==== TEXTO DEL DOCUMENTO ====
Si China se hubiera desarrollado de otra manera, ninguna de las cuatro personas que acabo de nombrar, estaría donde está en el día de hoy. Y somos millones.
China da oportunidades, o más bien habría que decir que ofrece oportunidades que pueden ser tomadas por quienes trabajan intensamente para aprovecharlas.
La competencia en China para conseguir un buen puesto de trabajo, una buena casa, un auto lujoso, una escuela prestigiosa para los hijos, una vida holgada que permita viajar por todo el mundo y comprar obras de arte, es ardua. Incluso puede ser feroz. Al entrar en el juego global, China abrió de par en par las puertas para que entraran desatadas las fuerzas del mercado.
Durante 40 años China ha domesticado el capitalismo neoliberal que en el resto del mundo está resultando ser un sistema de explotación devastador. El Partido Comunista Chino lo ha usado como motor de desarrollo y lo ha hecho con tanta eficacia que, siendo una economía gigante, creció a una velocidad trepidante, sólo concebible para un paraíso fiscal.
No es necesario describir el milagro económico chino, todos lo conocemos. Cada detalle agrega incredulidad, desconcierto y una sensación algo hipnótica.
Pero si atravesamos la maravilla, empieza a habilitarse la pregunta de para qué.
¿Para qué China crece frenéticamente? ¿Cuál es su objetivo de su desarrollo? ¿El objetivo es el desarrollo en sí?
Una profesora china de Economía nos preguntó a los periodistas: “Ustedes conocen esa frase que se le atribuye a Deng Xiaping, la de que no importa que el gato sea negro o blanco, lo importante es que cace ratones. Negro es el capitalismo, blanco es el socialismo y los ratones son el desarrollo económico”.
==== ENTRADAS PROPORCIONADAS ====
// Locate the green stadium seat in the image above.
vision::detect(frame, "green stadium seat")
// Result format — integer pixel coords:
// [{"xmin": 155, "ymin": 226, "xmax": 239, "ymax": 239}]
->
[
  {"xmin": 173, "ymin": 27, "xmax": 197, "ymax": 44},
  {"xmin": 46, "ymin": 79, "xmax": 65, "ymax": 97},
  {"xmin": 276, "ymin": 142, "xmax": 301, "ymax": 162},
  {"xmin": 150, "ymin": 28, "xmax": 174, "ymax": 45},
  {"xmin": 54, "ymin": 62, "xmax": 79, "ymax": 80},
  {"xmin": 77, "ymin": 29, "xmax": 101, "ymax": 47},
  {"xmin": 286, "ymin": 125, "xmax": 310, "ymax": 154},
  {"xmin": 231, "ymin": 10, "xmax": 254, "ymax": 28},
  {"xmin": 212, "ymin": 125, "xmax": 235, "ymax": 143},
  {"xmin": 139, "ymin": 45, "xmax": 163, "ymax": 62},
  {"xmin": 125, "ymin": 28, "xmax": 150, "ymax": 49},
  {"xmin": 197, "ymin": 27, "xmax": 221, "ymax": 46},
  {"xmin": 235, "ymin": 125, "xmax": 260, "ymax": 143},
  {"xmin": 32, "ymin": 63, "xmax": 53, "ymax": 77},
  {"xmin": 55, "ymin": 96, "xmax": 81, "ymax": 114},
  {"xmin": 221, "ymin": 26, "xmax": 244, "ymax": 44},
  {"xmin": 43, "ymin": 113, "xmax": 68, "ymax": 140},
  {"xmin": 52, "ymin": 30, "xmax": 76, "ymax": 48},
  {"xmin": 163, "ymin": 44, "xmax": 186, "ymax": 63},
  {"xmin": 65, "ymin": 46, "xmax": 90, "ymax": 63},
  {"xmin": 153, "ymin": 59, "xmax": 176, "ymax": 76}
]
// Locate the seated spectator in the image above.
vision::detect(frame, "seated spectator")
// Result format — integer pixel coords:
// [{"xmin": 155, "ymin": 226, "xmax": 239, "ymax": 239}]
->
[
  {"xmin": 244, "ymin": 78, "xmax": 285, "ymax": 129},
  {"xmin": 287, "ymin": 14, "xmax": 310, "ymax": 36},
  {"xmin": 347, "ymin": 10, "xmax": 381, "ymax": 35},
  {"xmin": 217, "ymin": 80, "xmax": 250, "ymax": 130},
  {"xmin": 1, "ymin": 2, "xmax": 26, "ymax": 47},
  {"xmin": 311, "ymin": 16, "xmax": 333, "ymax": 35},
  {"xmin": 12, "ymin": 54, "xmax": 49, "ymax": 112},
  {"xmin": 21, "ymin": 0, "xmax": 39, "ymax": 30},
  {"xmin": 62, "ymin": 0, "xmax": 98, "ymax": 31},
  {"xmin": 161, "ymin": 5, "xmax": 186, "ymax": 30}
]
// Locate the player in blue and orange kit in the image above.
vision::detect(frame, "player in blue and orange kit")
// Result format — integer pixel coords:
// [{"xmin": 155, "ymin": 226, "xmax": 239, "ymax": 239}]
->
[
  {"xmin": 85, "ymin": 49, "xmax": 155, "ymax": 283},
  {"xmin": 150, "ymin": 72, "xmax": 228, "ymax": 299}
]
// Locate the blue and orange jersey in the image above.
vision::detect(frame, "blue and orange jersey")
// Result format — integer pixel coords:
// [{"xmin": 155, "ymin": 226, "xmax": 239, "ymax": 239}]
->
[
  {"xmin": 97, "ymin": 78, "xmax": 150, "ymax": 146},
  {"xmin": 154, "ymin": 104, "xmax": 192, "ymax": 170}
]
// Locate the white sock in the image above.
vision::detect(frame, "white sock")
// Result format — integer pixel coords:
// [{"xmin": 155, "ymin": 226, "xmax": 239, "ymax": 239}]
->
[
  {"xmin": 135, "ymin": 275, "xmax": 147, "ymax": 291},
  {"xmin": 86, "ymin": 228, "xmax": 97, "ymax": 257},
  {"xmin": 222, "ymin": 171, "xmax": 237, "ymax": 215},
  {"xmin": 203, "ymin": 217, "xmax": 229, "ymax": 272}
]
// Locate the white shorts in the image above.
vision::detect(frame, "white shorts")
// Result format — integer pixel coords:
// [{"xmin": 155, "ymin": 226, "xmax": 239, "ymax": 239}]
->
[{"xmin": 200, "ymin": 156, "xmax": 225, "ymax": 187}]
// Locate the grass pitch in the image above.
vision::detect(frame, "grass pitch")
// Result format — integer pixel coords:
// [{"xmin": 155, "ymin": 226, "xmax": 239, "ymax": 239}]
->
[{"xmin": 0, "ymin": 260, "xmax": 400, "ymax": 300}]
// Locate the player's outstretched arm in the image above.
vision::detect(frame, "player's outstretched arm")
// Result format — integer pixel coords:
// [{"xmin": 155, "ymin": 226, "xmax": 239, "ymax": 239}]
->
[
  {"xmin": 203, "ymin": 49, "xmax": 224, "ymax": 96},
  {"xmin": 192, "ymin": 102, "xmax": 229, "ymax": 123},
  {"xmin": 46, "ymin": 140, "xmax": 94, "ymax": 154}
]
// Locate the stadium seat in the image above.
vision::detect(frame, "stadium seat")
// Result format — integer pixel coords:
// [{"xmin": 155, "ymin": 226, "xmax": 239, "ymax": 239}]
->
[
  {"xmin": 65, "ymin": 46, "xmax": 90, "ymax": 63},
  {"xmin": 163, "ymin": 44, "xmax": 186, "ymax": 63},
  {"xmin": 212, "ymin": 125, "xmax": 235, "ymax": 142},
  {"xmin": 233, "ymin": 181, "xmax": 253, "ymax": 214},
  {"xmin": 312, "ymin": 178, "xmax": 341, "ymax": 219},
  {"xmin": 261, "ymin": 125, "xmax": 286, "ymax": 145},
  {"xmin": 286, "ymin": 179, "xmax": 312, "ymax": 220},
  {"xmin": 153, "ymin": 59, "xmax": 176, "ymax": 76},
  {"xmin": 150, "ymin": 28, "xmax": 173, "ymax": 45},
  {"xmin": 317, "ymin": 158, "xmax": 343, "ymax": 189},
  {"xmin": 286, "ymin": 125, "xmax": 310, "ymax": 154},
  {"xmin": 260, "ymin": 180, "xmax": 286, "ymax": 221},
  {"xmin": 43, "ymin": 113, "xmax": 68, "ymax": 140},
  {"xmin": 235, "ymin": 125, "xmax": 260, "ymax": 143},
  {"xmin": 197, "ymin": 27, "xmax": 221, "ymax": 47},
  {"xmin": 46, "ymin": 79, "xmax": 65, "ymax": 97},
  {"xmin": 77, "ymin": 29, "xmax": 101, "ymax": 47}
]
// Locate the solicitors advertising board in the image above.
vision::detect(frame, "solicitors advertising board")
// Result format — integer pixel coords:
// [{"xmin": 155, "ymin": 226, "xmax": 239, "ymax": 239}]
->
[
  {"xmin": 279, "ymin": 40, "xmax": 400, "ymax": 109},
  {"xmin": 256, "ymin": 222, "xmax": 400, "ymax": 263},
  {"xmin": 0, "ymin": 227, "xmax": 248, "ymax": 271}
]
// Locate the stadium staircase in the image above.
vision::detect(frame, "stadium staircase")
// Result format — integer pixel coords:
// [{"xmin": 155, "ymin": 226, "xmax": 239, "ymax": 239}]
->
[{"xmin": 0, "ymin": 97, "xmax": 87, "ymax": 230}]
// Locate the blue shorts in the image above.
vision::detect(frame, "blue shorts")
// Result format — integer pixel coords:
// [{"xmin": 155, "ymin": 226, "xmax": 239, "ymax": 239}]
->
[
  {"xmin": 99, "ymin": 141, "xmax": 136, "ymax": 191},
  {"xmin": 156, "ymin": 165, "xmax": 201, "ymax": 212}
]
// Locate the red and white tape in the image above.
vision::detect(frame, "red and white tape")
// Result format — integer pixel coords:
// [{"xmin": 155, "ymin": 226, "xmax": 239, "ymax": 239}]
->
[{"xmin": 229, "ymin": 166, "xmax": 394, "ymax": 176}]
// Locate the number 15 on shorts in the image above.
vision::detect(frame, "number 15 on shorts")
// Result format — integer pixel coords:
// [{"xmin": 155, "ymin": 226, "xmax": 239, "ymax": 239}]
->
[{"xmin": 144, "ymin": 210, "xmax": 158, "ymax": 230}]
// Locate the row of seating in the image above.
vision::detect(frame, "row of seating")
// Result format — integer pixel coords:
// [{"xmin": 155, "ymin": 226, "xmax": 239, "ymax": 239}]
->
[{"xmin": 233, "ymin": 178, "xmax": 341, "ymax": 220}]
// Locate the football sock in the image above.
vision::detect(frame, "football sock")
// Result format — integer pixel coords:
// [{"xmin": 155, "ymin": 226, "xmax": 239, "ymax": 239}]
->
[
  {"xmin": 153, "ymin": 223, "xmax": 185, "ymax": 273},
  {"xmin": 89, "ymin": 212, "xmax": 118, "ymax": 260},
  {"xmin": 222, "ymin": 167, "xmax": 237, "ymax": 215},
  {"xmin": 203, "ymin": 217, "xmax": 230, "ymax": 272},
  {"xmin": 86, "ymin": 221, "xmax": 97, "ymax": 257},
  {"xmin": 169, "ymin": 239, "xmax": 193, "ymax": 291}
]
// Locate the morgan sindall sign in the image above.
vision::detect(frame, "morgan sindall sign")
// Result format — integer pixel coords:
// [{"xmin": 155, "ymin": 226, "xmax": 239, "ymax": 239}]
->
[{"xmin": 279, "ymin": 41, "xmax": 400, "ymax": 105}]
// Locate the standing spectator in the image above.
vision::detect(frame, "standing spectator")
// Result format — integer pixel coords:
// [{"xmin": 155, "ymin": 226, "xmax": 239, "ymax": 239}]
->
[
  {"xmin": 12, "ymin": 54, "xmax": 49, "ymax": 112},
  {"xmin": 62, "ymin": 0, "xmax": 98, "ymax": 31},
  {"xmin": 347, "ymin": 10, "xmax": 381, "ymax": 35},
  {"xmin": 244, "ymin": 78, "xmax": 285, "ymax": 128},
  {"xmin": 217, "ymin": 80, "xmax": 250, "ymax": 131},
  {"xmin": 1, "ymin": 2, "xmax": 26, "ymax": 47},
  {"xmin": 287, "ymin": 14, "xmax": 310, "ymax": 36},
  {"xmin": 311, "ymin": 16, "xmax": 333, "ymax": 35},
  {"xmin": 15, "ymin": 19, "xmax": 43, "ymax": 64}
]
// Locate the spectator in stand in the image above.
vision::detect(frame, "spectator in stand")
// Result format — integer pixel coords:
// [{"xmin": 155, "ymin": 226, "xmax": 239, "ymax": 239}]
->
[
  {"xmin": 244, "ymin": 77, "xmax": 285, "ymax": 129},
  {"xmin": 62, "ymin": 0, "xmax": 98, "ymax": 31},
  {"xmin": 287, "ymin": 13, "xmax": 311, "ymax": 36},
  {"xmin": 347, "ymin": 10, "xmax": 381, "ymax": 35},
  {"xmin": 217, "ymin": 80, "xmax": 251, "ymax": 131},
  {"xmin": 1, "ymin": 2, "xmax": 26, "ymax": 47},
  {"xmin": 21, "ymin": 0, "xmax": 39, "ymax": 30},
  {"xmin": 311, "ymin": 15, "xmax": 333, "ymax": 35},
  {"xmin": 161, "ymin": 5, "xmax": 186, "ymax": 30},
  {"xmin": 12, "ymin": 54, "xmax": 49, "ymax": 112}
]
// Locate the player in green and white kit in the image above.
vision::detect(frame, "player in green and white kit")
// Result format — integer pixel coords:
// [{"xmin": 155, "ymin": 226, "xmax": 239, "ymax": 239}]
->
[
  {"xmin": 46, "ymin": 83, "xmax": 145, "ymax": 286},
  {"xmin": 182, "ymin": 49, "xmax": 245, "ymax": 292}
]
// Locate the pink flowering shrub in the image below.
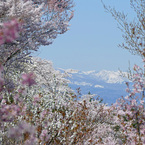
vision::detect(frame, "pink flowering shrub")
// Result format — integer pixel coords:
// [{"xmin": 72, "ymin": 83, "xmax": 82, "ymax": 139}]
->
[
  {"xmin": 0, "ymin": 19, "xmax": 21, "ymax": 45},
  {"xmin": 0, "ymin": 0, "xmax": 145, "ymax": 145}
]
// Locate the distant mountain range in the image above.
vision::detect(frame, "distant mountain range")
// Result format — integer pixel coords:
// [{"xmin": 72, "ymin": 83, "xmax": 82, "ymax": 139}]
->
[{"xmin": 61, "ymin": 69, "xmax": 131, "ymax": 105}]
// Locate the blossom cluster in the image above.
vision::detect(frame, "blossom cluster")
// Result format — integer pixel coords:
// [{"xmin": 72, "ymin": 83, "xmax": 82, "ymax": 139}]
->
====
==== ENTRADAS PROPORCIONADAS ====
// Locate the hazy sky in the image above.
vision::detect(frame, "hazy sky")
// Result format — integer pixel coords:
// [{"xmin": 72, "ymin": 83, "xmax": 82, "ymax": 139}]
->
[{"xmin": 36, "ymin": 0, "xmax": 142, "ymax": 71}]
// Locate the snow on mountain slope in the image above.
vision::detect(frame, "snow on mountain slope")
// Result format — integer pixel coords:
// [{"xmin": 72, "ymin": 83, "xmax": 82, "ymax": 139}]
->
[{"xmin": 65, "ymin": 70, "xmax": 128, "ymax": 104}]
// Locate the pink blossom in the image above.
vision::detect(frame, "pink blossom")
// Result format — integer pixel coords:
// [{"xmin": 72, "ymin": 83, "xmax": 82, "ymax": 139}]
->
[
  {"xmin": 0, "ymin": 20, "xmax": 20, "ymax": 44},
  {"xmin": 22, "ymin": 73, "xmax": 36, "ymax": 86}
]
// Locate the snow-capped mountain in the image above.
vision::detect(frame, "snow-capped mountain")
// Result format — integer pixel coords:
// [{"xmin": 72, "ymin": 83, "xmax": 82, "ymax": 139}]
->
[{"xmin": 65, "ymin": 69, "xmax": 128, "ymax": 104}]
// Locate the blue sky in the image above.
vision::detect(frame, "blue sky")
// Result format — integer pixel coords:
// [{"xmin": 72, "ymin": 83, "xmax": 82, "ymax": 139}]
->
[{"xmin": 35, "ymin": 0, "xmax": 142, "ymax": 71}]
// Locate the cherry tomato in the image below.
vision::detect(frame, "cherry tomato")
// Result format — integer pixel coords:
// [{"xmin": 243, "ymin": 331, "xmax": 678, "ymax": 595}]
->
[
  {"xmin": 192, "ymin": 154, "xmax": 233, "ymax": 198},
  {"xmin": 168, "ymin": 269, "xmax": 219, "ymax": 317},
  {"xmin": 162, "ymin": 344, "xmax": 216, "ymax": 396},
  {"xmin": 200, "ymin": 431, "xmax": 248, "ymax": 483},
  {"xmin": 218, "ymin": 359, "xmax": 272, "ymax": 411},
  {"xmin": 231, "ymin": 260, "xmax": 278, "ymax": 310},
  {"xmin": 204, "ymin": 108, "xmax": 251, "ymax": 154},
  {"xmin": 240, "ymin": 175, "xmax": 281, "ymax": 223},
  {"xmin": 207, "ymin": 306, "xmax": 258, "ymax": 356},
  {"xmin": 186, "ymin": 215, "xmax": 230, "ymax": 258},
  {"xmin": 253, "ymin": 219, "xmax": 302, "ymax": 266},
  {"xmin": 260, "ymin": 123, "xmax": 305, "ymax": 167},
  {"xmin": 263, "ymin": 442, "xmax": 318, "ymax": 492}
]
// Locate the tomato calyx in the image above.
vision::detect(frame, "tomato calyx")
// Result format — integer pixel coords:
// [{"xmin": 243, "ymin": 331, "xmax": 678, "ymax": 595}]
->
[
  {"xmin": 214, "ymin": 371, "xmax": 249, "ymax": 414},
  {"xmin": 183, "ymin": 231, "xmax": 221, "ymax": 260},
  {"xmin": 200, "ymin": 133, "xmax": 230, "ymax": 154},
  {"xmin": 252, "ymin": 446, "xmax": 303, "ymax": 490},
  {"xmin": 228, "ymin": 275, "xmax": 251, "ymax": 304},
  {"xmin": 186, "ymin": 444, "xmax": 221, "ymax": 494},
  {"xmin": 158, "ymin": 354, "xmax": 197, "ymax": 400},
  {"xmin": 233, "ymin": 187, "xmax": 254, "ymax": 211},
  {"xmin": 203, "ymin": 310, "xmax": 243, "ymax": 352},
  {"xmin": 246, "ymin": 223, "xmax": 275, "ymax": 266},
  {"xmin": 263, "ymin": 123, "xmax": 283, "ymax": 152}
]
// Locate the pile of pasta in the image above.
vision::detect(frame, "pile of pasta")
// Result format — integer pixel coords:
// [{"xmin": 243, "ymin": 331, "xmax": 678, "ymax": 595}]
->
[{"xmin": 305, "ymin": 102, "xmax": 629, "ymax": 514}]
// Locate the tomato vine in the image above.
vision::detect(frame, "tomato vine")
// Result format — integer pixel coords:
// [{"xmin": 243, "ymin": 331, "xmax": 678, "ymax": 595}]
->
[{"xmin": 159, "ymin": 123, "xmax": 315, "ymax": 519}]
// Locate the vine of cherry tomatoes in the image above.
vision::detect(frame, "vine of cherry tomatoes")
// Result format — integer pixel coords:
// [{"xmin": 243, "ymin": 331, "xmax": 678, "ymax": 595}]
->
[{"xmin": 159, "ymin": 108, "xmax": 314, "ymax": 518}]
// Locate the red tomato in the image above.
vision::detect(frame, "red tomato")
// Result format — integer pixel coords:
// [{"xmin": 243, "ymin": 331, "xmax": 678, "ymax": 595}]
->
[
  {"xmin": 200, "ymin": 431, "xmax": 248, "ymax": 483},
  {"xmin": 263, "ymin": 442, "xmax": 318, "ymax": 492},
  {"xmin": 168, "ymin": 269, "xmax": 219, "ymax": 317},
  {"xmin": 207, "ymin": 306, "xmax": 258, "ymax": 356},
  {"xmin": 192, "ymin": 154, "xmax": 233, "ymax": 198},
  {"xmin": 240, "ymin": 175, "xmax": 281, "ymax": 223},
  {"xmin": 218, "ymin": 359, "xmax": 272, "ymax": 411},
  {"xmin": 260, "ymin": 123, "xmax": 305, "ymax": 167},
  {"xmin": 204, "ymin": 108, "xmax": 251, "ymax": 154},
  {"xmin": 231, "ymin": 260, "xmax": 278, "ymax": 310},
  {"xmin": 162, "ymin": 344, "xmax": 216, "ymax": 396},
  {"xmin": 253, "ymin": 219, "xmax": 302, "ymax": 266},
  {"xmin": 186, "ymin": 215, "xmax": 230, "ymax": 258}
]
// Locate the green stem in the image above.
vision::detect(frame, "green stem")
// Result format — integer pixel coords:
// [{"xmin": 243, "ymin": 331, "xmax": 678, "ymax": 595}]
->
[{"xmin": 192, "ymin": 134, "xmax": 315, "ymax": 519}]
====
==== ENTRADAS PROPORCIONADAS ====
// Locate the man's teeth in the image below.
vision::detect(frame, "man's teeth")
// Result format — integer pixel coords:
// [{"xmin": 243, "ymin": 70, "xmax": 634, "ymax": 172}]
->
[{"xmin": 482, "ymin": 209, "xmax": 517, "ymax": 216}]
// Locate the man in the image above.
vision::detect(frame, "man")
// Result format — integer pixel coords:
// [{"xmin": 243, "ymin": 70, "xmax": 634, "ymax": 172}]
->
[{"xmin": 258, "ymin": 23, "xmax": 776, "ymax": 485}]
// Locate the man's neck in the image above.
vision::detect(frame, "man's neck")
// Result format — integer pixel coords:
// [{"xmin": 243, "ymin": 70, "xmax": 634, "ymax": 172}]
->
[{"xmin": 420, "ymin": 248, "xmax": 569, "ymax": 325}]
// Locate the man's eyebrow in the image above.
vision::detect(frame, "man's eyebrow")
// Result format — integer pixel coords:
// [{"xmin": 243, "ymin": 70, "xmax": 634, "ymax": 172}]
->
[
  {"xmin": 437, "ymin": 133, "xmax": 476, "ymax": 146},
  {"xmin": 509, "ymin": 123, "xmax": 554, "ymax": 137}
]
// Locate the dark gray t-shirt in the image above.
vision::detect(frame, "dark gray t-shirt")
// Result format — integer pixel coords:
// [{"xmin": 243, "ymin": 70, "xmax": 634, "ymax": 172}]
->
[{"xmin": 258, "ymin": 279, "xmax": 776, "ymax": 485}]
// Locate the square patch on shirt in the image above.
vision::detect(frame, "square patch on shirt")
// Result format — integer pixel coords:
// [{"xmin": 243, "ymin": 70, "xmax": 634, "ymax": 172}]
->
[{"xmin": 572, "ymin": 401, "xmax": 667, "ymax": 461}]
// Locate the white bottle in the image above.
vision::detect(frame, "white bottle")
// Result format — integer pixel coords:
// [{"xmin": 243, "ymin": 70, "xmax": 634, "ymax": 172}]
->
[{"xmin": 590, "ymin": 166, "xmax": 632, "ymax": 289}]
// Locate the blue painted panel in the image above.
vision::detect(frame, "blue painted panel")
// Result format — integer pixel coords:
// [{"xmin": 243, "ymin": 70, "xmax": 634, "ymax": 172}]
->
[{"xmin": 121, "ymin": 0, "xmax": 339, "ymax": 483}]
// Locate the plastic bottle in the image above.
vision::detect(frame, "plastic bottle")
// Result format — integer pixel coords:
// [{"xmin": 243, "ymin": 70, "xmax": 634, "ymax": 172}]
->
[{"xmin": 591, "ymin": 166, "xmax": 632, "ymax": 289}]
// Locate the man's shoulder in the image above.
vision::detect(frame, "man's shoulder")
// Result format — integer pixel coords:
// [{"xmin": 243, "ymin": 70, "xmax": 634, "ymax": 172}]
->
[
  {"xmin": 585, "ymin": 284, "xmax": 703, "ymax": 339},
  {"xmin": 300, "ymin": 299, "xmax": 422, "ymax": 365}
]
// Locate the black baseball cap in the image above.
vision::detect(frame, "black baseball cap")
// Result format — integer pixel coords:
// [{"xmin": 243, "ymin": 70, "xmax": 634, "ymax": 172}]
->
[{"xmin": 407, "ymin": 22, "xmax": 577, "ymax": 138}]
====
→ **ENUNCIADO DEL EJERCICIO**
En el texto sobre el desarrollo de China, ¿qué representan los ratones en la frase del gato negro o blanco?

→ **PROBLEMA RESUELTO**
El desarrollo económico.